[Start of EXTRACTED INFORMATION]

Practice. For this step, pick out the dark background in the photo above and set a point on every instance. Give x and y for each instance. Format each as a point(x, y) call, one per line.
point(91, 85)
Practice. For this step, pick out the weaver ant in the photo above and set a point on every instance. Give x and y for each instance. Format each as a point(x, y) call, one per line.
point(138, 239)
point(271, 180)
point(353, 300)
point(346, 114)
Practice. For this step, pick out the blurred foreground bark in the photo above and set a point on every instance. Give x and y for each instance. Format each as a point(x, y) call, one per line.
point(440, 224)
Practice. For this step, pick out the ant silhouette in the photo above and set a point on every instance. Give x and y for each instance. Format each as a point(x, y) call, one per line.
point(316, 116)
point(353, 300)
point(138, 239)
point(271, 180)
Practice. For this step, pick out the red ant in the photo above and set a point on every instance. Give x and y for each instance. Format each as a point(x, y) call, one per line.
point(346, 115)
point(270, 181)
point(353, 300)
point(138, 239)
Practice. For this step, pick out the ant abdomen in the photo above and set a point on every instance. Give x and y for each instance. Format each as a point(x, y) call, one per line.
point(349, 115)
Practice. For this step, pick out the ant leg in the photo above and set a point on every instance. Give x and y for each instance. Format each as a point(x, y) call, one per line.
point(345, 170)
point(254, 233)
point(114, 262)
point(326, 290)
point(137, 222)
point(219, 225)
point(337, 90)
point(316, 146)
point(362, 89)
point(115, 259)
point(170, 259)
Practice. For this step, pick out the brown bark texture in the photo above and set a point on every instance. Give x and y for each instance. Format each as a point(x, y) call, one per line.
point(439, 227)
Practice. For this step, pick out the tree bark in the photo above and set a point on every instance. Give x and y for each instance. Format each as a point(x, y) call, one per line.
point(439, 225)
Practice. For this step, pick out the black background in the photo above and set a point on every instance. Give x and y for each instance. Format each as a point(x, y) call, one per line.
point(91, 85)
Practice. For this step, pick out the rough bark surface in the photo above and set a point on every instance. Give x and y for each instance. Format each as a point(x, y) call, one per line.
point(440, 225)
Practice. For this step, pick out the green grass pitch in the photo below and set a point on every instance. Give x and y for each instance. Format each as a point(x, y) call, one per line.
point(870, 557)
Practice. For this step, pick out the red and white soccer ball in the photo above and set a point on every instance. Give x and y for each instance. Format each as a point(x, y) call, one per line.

[End of EXTRACTED INFORMATION]

**REQUIRED WORK**
Copy out everything in the material above, from its first line down to and including the line that contains "point(349, 115)".

**OUTPUT FOR THIS EXERCISE**
Practice. For this step, pick out the dark background in the photo above and set a point on every instance. Give x and y for each instance. Format each as a point(x, y) call, one per line.
point(91, 85)
Practice. For this step, pick out the weaver ant in the photo above and set a point on every instance. Give x and y for each instance. Format each as a point(x, y) call, one per line.
point(138, 239)
point(271, 180)
point(353, 300)
point(346, 114)
Practice. For this step, pick out the blurred foreground bark in the photo above and set a point on every instance. Give x and y for each instance. Format each as a point(x, y) call, one per line.
point(440, 224)
Practice. For this step, pick out the ant silhouette in the photo above and set a point on every instance. Give x and y for each instance. Format each as a point(x, y) call, one per line.
point(316, 116)
point(353, 300)
point(138, 239)
point(271, 180)
Practice. For this step, pick out the red ant in the photo above and set a point on every instance. Give x and y for each instance. Format each as a point(x, y) call, one per line.
point(346, 115)
point(270, 181)
point(353, 300)
point(138, 239)
Practice. For this step, pick out the ant abdomen in the photo above and set a point on every instance. Give x and y for each instance. Format each as a point(x, y) call, one per line.
point(349, 115)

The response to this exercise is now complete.